- _INSTRUCTIONS TO FOLLOW_
Please write out every line of the listing below as a numbered list, leaving out any blank lines.

====== PROVIDED INFORMATION

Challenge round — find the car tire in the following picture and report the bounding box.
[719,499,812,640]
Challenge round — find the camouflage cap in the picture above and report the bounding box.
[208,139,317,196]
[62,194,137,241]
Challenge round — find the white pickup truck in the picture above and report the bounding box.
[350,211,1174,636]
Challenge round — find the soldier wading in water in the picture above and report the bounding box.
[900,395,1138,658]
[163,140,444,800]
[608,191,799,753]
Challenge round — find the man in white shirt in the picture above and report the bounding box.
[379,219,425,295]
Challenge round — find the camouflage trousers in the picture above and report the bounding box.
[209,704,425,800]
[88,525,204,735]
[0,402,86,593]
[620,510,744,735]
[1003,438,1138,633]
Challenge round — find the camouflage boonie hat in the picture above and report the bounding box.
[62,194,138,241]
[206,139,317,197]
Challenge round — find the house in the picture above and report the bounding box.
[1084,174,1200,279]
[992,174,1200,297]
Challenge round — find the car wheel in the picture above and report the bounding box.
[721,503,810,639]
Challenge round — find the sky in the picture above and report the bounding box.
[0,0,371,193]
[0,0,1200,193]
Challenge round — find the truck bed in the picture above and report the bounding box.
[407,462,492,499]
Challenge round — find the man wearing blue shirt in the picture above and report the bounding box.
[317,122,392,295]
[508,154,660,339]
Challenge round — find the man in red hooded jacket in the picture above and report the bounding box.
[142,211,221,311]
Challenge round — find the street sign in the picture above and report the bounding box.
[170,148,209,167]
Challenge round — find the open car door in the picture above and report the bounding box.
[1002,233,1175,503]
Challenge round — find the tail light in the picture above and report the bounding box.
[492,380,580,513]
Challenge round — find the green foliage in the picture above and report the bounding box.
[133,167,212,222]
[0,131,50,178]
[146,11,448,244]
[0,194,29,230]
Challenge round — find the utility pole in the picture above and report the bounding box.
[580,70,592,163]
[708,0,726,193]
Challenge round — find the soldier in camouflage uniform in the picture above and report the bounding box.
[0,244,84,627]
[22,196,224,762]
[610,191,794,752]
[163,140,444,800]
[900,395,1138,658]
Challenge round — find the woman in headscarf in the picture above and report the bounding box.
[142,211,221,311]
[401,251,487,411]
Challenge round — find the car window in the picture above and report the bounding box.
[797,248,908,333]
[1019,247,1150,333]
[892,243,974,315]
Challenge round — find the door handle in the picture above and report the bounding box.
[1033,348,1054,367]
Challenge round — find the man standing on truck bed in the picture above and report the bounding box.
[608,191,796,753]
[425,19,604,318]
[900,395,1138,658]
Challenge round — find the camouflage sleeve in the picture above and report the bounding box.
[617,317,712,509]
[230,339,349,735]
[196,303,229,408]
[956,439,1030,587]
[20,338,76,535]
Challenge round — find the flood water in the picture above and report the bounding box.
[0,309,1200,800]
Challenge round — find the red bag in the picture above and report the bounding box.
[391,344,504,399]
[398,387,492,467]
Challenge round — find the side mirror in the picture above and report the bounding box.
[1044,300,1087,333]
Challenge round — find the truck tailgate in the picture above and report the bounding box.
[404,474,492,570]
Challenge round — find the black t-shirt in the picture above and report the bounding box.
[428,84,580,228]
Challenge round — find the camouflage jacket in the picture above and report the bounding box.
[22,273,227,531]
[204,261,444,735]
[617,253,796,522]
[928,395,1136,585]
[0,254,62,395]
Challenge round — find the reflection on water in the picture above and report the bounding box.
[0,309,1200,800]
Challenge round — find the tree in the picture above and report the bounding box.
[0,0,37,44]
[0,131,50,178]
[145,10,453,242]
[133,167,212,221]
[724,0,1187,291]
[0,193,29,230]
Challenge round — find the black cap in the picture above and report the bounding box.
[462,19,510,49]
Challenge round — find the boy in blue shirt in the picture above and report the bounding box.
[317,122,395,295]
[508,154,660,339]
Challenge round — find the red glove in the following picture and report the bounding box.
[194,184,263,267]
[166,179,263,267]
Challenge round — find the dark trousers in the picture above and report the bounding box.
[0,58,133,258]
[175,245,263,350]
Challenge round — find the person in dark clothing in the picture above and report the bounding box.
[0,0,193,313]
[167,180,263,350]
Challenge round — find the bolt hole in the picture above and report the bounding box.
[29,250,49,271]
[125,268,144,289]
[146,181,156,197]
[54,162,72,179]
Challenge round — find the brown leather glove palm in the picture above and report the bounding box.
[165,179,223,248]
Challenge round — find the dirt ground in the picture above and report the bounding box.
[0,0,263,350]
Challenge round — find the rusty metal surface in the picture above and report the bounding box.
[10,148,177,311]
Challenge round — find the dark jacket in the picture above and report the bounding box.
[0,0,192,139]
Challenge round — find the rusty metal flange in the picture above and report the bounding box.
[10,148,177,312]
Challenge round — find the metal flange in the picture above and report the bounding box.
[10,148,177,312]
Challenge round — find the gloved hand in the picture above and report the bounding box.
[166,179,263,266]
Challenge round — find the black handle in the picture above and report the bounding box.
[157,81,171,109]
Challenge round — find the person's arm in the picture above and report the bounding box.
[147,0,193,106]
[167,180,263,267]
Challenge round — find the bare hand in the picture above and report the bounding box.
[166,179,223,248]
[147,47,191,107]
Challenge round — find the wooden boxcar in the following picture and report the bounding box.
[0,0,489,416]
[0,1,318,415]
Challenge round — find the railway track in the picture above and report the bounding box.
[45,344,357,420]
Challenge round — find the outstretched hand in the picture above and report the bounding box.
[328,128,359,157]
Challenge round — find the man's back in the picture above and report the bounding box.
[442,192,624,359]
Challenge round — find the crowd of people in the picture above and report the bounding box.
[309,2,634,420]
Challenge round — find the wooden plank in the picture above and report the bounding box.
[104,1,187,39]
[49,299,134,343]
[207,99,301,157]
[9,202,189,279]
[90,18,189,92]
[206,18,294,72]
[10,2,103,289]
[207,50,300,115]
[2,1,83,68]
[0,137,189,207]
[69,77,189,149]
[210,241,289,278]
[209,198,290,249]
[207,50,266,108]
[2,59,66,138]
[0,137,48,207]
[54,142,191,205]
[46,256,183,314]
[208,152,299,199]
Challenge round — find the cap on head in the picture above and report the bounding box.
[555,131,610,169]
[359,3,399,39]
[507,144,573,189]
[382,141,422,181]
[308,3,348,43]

============

- _TASK SOLUTION_
1. Challenge round — find the car tire in the following picture and report the bounding box.
2. [719,499,812,640]
3. Challenge round — find the camouflage cap in the picture above and report the bounding box.
4. [208,139,317,196]
5. [62,194,137,241]
6. Challenge round — find the white pickup truck in the picture above and report the bounding box.
7. [350,211,1174,636]
8. Challenge round — find the soldier wading in water in the picture above and report the bounding box.
9. [900,395,1138,658]
10. [163,140,444,800]
11. [608,191,799,753]
12. Challenge round — find the man in white shirt in the picture above and report the bounding box.
13. [379,219,425,295]
14. Challenge round — find the camouflage trousers in the picture above and report the bounding box.
15. [209,704,425,800]
16. [88,525,204,735]
17. [0,402,86,593]
18. [620,510,744,735]
19. [1003,438,1138,633]
20. Challenge round — find the camouflage boonie hat in the picture above and report the bounding box.
21. [62,194,138,241]
22. [206,139,317,197]
23. Challenge round — find the house in the picture above and report the bounding box.
24. [1084,174,1200,279]
25. [992,174,1200,297]
26. Challenge round — find the car wheel in the picture above and report the bounding box.
27. [721,503,810,639]
28. Challenge round — find the sky in the picture above and report the bounding box.
29. [0,0,371,193]
30. [0,0,1200,193]
31. Challenge round — find the truck bed in the picture above and report the bounding box.
32. [407,462,492,499]
33. Challenge round — find the man wearing blue shirt in the picture above and report the bounding box.
34. [317,122,392,295]
35. [508,154,660,339]
36. Challenge round — find the man in red hooded jacket in the picture above and report the bounding box.
37. [142,211,221,311]
38. Challenge round — find the street sign in the picture above and report the bounding box.
39. [170,148,209,167]
40. Challenge round — find the open car door in the picture above and report the bounding box.
41. [1002,233,1175,503]
42. Challenge round — find the tail light in the picture above and report the bounding box.
43. [492,380,580,513]
44. Challenge round — find the green foliage in the picture above and report the bounding box.
45. [133,167,212,222]
46. [0,131,50,178]
47. [146,11,448,244]
48. [0,194,29,230]
49. Challenge round — find the utility pole in the picture above and report the bounding box.
50. [580,70,592,163]
51. [708,0,726,193]
52. Challenge round — find the soldier in camouflage uniform in the picture above and report the bounding box.
53. [0,244,84,627]
54. [22,196,224,762]
55. [610,191,794,752]
56. [163,140,444,800]
57. [900,395,1138,658]
58. Challenge round — find the woman in headscarf in the picture above and report the bounding box.
59. [142,211,221,311]
60. [401,251,487,411]
61. Challenge round — find the car window in the picture above and report the bounding box.
62. [797,248,908,333]
63. [1019,247,1150,333]
64. [892,243,974,315]
65. Challenge round — find the door handle in the picture above and report the bounding box.
66. [1033,348,1054,367]
67. Challenge round — find the man standing on truck bed in the picture above and report the bounding box.
68. [608,191,796,753]
69. [425,19,604,318]
70. [900,395,1138,658]
71. Challenge round — find the camouflage sleeve in the picture above and report the bounding box.
72. [617,317,712,509]
73. [230,339,349,735]
74. [196,303,229,408]
75. [956,439,1030,587]
76. [20,338,76,535]
77. Challenge round — find the flood water in the picture above and report the bounding box.
78. [0,309,1200,800]
79. Challenge round — find the red bag in the picture above and report the bounding box.
80. [391,344,504,399]
81. [398,387,492,467]
82. Challenge round — find the side mirror in the picture above and report the bounding box.
83. [1044,300,1087,333]
84. Challenge round — find the truck tailgate in the picture above and report the bounding box.
85. [404,474,492,570]
86. Challenge round — find the black t-shirt in the picture above and report the bounding box.
87. [428,84,580,228]
88. Challenge round — find the camouflage jacket in the picture above and report the bounding box.
89. [22,273,227,531]
90. [204,261,444,735]
91. [617,253,796,522]
92. [928,395,1136,585]
93. [0,254,62,395]
94. Challenge round — find the reflection on water in the picture above and report the bounding box.
95. [0,309,1200,800]
96. Challenge round — find the tree in the picture above and report the bounding box.
97. [0,0,37,44]
98. [0,131,50,178]
99. [145,10,453,242]
100. [133,167,212,221]
101. [724,0,1187,291]
102. [0,193,29,230]
103. Challenge round — find the black cap in the picture above and report the bounding box.
104. [462,19,510,49]
105. Challenge round — find the boy in blue shirt in the picture above and report the bounding box.
106. [317,122,395,295]
107. [508,154,660,339]
108. Challenge round — find the red glove in the following picture and report the bounding box.
109. [194,184,263,267]
110. [166,179,263,267]
111. Challenge round — find the dark trousers in the picture above and report the bounding box.
112. [0,58,133,258]
113. [175,245,263,350]
114. Challenge round — find the person in dark clothing in the picture above and report the bounding box.
115. [0,0,193,313]
116. [167,180,263,350]
117. Challenge round — find the bolt hole in the picture above and report the bounding box.
118. [29,250,49,271]
119. [125,268,144,289]
120. [146,181,156,197]
121. [54,162,72,179]
122. Challenge round — find the brown leather glove palm in the picture above and report the bounding box.
123. [165,179,223,248]
124. Challenge round — find the dirt ground in the picture above and report the bounding box.
125. [0,0,263,350]
126. Challenge round — find the rusty metal surface in the picture above and report the bounding box.
127. [10,148,177,311]
128. Challenge round — find the dark jacket in the picture above and report the bounding box.
129. [0,0,192,139]
130. Challenge round — find the rusty metal flange in the picture above and report the bounding box.
131. [10,148,177,312]
132. Challenge round — find the metal flange in the picture above and report the bounding box.
133. [10,148,177,312]
134. Challenge round — find the gloved hand in the picture above and report the bounding box.
135. [166,179,263,266]
136. Challenge round — find the black handle in the picture above and report the bounding box.
137. [157,81,171,109]
138. Challenge round — find the person's arm in the picture above and report the bounding box.
139. [147,0,193,106]
140. [167,180,263,267]
141. Challenge round — find the bare hand in the picture above and report the bounding box.
142. [166,179,223,248]
143. [147,47,191,107]
144. Challenge round — find the wooden boxcar in the following picture and report the bounding box.
145. [0,0,489,416]
146. [0,1,318,415]
147. Challenge round — find the railway track in the picture above and report the bounding box.
148. [45,344,357,420]
149. Challenge round — find the outstretched hand in the picture above and report the bounding box.
150. [328,128,359,157]
151. Challenge round — find the man's back in the picture above and report the bounding box.
152. [442,192,624,359]
153. Challenge round — find the crowd of people in the picture above and report the bounding box.
154. [309,2,634,420]
155. Challenge round — find the wooden plank in the picture above and report the bounding box.
156. [104,1,187,39]
157. [49,299,134,343]
158. [207,99,301,157]
159. [9,202,189,279]
160. [90,18,189,92]
161. [206,18,294,72]
162. [10,2,103,289]
163. [207,50,300,115]
164. [2,1,83,68]
165. [0,137,189,207]
166. [69,77,189,149]
167. [210,241,289,278]
168. [209,198,290,249]
169. [207,50,266,108]
170. [2,59,66,138]
171. [0,137,48,207]
172. [54,142,191,205]
173. [46,256,183,314]
174. [208,152,299,199]
175. Challenge round — find the cap on head in the picture above and report the bounding box.
176. [555,131,610,169]
177. [359,3,399,39]
178. [507,144,573,189]
179. [382,141,422,181]
180. [308,3,348,43]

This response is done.